Collected data entries:
----------------------------------------
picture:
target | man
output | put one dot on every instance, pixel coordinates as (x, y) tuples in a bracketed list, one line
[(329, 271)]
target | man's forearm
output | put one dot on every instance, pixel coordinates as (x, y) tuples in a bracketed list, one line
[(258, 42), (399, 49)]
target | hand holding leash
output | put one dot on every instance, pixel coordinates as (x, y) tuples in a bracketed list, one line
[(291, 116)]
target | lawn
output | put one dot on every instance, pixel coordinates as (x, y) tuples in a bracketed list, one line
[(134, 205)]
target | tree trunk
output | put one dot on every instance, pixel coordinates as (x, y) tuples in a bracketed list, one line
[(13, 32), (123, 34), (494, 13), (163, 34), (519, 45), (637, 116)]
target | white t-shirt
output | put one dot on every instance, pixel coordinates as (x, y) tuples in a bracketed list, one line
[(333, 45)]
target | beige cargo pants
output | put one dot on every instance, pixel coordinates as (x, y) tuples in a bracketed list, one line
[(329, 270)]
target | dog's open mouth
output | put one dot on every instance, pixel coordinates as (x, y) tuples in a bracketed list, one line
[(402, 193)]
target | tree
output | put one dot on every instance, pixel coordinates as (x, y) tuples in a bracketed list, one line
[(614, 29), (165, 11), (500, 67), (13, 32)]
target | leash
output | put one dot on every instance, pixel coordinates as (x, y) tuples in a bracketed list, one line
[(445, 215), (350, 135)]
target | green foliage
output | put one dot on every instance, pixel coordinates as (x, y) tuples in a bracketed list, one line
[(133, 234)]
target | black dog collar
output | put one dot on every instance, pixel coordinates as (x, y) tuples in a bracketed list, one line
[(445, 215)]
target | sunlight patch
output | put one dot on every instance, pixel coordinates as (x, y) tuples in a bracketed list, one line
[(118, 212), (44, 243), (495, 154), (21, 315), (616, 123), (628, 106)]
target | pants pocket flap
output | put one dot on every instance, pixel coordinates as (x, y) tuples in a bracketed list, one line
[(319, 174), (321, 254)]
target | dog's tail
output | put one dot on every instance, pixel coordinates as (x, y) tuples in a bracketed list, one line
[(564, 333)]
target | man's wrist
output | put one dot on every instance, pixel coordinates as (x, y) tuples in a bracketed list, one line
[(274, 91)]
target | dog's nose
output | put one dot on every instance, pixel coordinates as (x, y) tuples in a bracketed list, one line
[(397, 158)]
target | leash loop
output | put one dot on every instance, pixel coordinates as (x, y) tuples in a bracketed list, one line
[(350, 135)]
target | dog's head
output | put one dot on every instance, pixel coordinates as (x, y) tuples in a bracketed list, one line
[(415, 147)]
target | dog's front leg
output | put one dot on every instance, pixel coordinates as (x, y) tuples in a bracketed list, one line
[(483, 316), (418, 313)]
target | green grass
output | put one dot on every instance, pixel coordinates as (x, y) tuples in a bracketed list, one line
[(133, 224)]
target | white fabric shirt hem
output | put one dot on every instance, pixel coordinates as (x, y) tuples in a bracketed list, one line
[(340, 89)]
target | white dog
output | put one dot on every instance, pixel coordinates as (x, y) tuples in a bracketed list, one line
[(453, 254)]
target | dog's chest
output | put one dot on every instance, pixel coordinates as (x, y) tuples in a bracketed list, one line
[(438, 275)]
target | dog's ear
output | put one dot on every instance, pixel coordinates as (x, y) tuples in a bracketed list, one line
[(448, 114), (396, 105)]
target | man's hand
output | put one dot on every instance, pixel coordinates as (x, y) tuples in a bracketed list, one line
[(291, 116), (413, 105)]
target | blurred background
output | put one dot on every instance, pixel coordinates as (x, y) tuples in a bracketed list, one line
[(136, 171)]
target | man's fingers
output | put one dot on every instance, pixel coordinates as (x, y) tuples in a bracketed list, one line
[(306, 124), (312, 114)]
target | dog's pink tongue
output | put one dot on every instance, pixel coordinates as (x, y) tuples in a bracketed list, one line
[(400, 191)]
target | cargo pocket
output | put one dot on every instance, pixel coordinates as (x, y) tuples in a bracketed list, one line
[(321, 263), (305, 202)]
----------------------------------------
Work to do: Rewrite the lines from the line with "target | sunlight patch" to the line with "123), (628, 106)]", changing "sunlight patch" to "patch of sunlight" and leaving everything else the same. Return only those lines.

Task response:
target | patch of sunlight
output | put one dot on every instance, pixel coordinates as (x, y) tuples in a bracketed list, one line
[(118, 212), (44, 243), (495, 154), (21, 315), (616, 123), (628, 106)]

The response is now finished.